*WRITTEN PROBLEM*
Copy out the material from the line with "TARGET: metal guardrail post" up to and including its last line, requests included, and offset every coordinate in the answers by -132.

[Dataset records]
________________________________________

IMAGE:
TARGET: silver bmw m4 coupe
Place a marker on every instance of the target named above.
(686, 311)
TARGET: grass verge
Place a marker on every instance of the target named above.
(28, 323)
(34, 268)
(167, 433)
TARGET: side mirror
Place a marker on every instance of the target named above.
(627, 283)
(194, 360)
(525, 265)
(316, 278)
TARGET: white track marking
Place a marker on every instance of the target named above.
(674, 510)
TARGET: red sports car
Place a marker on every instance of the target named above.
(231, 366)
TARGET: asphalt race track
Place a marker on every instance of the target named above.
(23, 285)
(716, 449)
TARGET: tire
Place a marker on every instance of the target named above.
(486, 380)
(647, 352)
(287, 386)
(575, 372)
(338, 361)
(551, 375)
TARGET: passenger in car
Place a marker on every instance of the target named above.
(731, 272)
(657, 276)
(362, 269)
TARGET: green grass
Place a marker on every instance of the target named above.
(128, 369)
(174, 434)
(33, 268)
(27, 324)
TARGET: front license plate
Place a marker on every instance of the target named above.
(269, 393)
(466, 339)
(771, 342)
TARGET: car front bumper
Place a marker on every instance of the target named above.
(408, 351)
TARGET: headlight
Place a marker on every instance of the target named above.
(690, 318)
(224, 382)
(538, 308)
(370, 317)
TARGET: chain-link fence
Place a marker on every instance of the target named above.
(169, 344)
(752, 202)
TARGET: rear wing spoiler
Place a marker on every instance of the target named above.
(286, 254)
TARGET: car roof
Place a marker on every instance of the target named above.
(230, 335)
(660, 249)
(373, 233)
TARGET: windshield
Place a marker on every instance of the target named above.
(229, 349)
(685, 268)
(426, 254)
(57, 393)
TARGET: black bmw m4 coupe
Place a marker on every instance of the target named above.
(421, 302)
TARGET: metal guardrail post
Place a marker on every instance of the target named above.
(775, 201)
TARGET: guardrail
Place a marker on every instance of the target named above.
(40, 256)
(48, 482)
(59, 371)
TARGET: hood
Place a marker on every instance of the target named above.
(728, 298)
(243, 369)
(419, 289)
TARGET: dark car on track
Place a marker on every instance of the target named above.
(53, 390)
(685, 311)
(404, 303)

________________________________________

*EXERCISE RESPONSE*
TARGET: metal guardrail post
Place a marker on every instance of the target named above.
(643, 69)
TARGET: guardrail
Place a marker on every instance of the target named above.
(-92, 124)
(-84, 350)
(-73, 239)
TARGET: hood
Place a marker on every instance of the target named above.
(596, 166)
(111, 237)
(287, 157)
TARGET: dark car on track
Place a marker on every instance of the target named above.
(-79, 258)
(553, 179)
(272, 171)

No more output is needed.